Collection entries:
▼▼▼
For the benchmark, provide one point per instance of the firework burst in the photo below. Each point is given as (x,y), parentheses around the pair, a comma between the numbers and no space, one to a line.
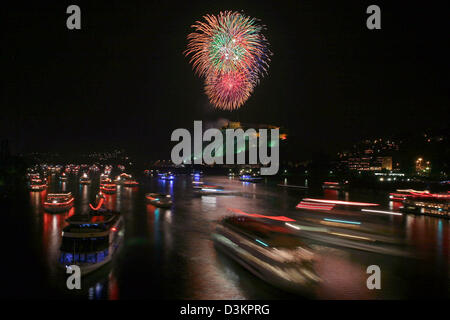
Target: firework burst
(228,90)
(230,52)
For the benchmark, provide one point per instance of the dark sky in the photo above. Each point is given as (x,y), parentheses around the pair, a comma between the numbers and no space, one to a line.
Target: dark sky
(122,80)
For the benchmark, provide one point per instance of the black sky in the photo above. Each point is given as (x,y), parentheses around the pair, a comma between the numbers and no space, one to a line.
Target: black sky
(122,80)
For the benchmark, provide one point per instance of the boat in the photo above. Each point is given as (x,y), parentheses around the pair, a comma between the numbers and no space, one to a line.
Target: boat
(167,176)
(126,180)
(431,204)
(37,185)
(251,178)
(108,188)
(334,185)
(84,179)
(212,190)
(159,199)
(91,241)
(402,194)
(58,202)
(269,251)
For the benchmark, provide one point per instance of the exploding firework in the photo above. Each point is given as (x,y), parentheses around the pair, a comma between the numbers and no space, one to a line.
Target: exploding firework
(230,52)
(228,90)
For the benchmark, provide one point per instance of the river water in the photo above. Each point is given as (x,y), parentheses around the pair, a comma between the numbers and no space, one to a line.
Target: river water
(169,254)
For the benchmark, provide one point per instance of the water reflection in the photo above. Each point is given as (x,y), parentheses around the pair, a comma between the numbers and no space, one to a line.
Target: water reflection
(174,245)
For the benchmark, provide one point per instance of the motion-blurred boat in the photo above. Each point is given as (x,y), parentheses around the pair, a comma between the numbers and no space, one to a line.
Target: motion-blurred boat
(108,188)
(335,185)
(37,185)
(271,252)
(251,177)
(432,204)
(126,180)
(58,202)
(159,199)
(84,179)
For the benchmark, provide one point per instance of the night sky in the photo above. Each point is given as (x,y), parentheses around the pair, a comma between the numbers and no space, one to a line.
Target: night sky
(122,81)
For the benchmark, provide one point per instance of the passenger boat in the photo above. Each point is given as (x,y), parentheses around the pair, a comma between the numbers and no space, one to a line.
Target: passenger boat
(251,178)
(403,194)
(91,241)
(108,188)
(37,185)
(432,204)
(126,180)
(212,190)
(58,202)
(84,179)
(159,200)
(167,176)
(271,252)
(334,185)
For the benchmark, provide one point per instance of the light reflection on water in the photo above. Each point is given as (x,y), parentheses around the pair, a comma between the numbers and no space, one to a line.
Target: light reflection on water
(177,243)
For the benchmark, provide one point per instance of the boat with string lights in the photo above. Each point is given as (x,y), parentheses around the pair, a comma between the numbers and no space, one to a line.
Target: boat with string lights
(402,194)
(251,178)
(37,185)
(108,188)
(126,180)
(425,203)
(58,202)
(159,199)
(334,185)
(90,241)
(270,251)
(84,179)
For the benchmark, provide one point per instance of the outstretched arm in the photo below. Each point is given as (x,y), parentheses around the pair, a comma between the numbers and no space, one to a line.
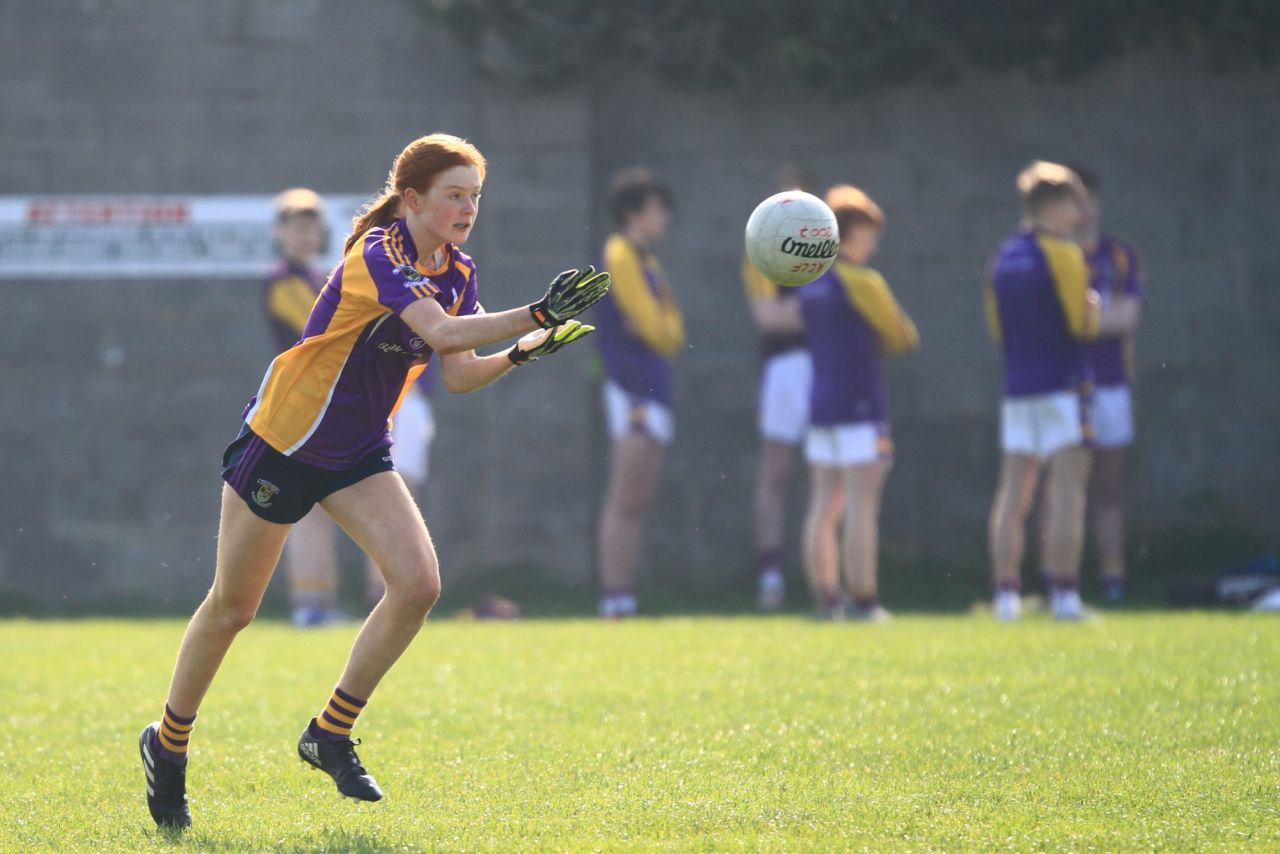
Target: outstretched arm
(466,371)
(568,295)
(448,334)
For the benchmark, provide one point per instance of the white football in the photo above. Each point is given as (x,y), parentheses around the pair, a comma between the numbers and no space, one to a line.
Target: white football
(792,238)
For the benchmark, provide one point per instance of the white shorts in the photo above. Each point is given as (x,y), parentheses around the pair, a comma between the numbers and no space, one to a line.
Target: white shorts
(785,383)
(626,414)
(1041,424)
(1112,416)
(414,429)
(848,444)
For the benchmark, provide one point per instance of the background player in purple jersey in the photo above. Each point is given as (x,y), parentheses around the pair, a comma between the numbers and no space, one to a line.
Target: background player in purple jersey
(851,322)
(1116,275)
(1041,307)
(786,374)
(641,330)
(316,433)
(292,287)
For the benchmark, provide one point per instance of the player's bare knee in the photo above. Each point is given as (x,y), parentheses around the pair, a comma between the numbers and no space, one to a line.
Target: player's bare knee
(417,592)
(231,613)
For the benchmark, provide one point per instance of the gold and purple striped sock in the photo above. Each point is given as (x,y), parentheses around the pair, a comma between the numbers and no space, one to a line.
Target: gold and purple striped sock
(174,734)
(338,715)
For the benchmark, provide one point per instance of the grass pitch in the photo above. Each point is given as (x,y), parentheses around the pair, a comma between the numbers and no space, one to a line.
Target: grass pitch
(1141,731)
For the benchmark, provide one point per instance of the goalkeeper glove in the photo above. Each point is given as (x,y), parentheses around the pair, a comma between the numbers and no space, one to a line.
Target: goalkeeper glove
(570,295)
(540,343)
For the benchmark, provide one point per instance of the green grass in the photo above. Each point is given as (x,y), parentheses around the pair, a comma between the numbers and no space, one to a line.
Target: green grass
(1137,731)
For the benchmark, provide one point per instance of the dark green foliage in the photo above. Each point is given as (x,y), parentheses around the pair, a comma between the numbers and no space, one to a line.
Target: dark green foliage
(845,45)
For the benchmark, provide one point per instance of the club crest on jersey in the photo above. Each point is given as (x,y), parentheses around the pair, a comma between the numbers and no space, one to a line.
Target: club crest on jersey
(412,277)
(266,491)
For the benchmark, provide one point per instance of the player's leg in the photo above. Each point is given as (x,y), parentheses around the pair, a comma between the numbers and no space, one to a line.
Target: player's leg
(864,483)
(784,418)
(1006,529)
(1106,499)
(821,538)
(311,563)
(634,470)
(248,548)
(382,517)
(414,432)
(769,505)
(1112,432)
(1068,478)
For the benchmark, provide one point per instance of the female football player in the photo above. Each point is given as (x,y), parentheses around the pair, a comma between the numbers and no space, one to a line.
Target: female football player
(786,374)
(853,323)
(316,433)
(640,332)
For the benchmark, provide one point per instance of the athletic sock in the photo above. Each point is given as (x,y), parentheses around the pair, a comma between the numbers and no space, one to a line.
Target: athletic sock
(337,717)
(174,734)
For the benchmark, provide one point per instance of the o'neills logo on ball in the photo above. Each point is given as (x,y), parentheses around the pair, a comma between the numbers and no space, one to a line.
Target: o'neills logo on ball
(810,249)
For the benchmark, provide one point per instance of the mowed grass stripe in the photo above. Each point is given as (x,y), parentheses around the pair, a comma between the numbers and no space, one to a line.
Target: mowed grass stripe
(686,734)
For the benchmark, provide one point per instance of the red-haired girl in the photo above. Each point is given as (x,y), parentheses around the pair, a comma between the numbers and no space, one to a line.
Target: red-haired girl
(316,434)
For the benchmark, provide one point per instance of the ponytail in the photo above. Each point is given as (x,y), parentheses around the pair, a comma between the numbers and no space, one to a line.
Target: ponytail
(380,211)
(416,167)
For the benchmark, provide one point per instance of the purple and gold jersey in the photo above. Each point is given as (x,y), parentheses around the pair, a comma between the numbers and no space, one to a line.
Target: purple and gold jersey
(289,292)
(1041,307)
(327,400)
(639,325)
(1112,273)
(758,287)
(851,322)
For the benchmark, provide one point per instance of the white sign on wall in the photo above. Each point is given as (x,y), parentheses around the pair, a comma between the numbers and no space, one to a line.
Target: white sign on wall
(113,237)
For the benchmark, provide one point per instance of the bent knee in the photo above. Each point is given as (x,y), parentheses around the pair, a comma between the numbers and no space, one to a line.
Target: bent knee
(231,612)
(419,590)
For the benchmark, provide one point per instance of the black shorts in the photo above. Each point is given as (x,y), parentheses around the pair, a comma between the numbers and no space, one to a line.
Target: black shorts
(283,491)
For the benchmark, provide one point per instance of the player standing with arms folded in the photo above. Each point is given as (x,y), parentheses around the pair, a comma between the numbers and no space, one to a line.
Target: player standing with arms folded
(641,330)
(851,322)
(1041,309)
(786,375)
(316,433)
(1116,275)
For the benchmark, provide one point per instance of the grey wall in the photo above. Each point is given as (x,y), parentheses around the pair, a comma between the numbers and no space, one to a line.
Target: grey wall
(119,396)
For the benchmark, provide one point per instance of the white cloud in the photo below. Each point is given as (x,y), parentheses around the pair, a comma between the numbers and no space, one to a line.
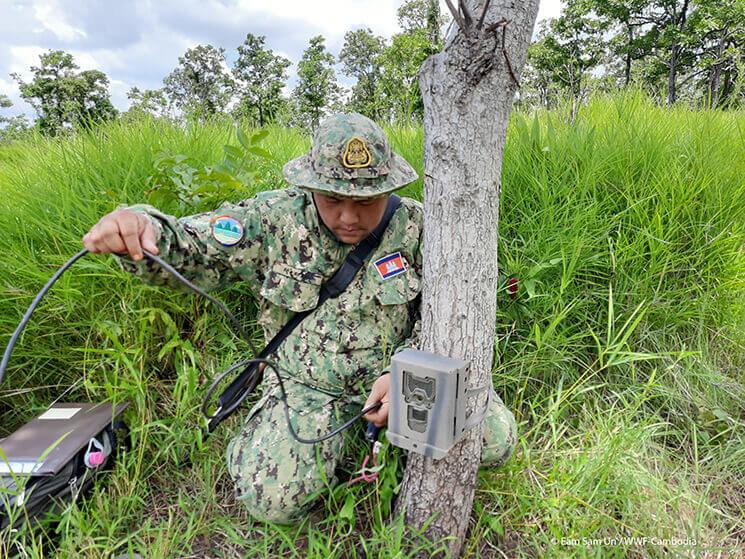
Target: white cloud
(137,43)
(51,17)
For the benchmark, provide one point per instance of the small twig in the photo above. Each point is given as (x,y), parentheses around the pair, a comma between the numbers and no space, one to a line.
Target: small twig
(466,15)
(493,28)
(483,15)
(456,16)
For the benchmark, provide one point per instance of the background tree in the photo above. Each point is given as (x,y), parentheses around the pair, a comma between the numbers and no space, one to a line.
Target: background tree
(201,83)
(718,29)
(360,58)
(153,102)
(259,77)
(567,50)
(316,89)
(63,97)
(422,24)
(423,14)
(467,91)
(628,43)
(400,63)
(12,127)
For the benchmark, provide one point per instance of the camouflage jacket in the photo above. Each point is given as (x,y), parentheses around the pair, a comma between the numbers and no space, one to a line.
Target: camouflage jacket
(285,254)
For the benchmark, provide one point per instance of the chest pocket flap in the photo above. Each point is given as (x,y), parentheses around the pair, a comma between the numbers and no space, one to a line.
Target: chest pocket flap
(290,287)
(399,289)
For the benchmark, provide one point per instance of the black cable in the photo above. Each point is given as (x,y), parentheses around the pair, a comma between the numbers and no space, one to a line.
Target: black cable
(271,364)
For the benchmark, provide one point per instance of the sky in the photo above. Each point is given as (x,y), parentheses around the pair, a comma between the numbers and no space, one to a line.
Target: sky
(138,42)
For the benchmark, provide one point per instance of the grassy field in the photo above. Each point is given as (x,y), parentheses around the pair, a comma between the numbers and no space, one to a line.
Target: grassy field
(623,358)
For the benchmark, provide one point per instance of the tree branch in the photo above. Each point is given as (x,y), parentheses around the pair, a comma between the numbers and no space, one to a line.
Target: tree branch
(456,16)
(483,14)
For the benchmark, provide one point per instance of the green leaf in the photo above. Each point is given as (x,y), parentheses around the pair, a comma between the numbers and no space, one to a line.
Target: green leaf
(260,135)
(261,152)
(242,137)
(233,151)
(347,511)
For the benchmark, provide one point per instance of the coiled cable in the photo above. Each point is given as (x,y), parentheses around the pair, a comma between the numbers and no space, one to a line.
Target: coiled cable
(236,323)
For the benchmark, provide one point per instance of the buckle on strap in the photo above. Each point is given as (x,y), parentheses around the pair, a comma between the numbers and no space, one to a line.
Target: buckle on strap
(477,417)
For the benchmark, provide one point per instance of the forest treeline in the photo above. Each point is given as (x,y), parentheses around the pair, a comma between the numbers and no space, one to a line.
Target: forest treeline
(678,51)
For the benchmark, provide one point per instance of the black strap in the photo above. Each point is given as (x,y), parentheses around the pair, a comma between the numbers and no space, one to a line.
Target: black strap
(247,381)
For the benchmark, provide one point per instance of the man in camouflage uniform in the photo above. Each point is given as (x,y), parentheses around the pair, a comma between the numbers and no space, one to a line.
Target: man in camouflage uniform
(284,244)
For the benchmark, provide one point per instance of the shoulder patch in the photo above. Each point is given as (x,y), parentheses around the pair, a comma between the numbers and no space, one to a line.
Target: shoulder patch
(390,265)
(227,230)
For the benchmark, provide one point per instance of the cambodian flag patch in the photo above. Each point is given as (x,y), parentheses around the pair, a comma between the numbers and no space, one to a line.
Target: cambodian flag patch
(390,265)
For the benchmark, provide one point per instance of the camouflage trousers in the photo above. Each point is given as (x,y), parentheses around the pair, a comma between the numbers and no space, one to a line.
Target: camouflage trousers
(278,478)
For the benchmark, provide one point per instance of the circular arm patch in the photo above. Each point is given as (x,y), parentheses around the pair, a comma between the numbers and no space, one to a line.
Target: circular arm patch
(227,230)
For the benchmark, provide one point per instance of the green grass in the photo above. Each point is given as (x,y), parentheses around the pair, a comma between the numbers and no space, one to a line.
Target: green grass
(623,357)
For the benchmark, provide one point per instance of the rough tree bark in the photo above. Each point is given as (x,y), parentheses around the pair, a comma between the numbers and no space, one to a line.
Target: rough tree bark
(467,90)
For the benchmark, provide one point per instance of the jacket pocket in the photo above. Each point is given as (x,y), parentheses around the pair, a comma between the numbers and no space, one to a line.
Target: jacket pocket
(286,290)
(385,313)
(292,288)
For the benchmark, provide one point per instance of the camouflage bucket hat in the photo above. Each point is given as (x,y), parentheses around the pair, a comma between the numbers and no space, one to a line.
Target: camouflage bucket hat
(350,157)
▲▲▲
What you need to do:
Output the line that contains "of the cambodian", followed by every later line in the listing, with no line omitted and none added.

Output of the exercise:
For the benchmark, provide one point per instance of the cambodian flag patch in the photo above. Each point is given as (x,y), parentheses around the pair, a comma between the numbers and no space, one to a line.
Target: cambodian flag patch
(390,265)
For the benchmark, provide one point per instance of the camouflage trousers in the photo above. Each point is given as (x,y), parentheses around the pair, a comma between the numbers and no space, one to a line.
Target: camouflage trousers
(278,478)
For the benchmark, provide one point per instance of the circular arm patch in the photo above. Each point is given as (x,y), parentheses around the pair, a comma between the numbers and no space, one to a line.
Target: circular arm patch
(227,230)
For the benchmark, provide one point per instance of the green grass in the photo above. Each point is given as (x,y), parentheses around the pair, a comma between the numbers and no space, one to a line.
Target: green grass
(623,357)
For the benchmark, provide one point per instance of the rough tree bark in the photo above. Each point is given as (x,y), parentheses around the pair, a comma between the numbers and no space, one to a line.
Target: rough tree bark
(467,90)
For the benchmark, provide one point per instance of the jacket pocket in the photo above. Each point is given as (x,y), parentheses around the pair, a comma between the numbers and no space, one to a line.
Target: jacket pocket
(286,290)
(385,313)
(292,288)
For the benchmark, provide one point per instance of the camouflage bucket hat in the photo above. Each point is given as (x,y), parentheses around the pair, a comma between the numbers and no space, one to a line.
Target: camouflage bucket hat
(350,157)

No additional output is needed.